Excerpted text ->
■ ■ ■ ■ ■ ■ ■

Sunday, June 1, 2014

Using Writer Monads in R

Getting setup

I was somewhat mystified in finding a solution to the problem posed at the end of a previous blog. I was trying to find a way to attach meta data to pieces of data as they flowed through various analytic steps, a common task while constructing a dataset. I saw a great blog that seems to provide the perfect solution. I should have known that the world of functional programming has already solved this problem, only everyone outside of functional programming is probably scared of the answer becuase it contains the M word.

I have recreated that example here to see how easy it is to implement and understand the writer monad concept.

To restate the problem, it would be nice to know where the data you are working with came from, what steps were taken to create it and have that code to redo it yourself to validate concerns as to how it came to be.

Lets create a few functions to display the problem, basically trying to recreate the code from the source above.

Create a sine function.

sine <- function(x) sin(x)

Create a cube function.

cube <- function(x) x*x*x

We can call these functions pretty easily, but at the end we just have a value. That is fine for this simple case.

sine(2)
## [1] 0.9093
cube(2)

■ ■ ■ ■ ■ ■ ■

Supplied information ->
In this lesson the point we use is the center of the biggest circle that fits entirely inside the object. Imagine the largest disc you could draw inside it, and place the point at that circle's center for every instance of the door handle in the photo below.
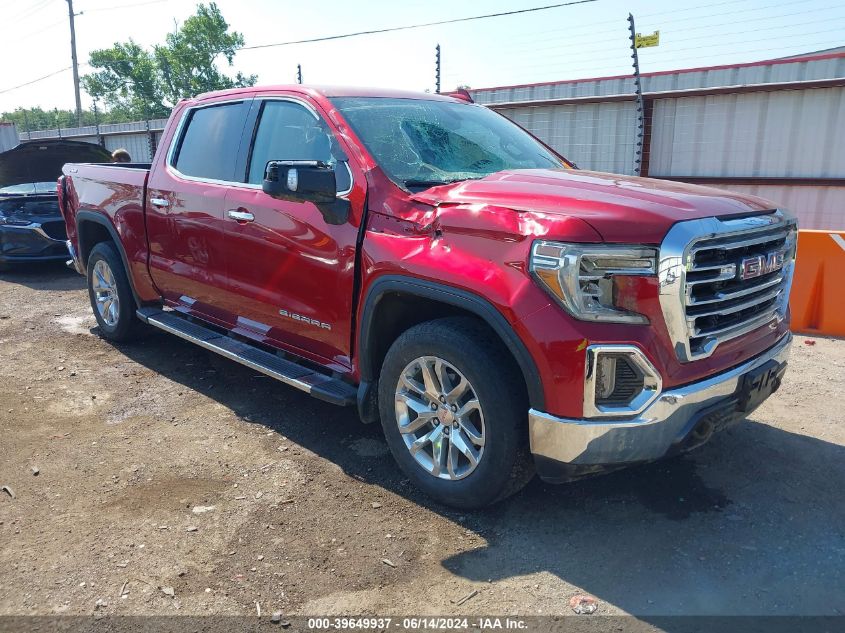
(240, 216)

■ ■ ■ ■ ■ ■ ■

What to work on ->
(1) In the post on writer monads in R, why does the author think people outside functional programming are probably scared of the answer?
(2) In the post on writer monads in R, rewrite the paragraph that begins "I was somewhat mystified" as a short bulleted list that keeps its main facts.
(3) Extend the post on writer monads in R by continuing it from its last line.

Replies ->
(1) Because the answer contains the M word.

(2)
- The author couldn't find a solution to the problem posed at the end of a previous blog.
- The goal was to attach metadata to pieces of data as they move through analytic steps, a common task when building a dataset.
- Another blog seemed to offer the perfect solution.
- Functional programming had already solved the problem, but people outside it are probably scared of the answer because it contains the M word.

(3)
## [1] 8

In a normal data flow though we need to create a process for the data to flow through. A simple example would be to string the fucntions together.

Compose the functions into a new function.

sineCubed <- function(x) cube(sine(x))
sineCubed(2)
## [1] 0.7518
# This works better though.
compose <- function(f, g) {
  function(x) f(g(x))
}

# Now we can apply any two functions we wish.
compose(sine, cube)(3)
## [1] 0.9564

Back to the probelm at hand, we wish to attach some metadata to pass around. Lets add this to the function call.

sine <- function(x) {
  list(sin(x), 'sine was called')
}
sine(2)
## [[1]]
## [1] 0.9093
## 
## [[2]]
## [1] "sine was called"
cube <- function(x) {
  list(x*x*x, 'cube was called')
}
cube(2)
## [[1]]
## [1] 8
## 
## [[2]]
## [1] "cube was called"

We now see along with the value we get some info on what happened. We can no longer compose anything though as this is no longer an acceptable input to our functions.

sineCubed(2)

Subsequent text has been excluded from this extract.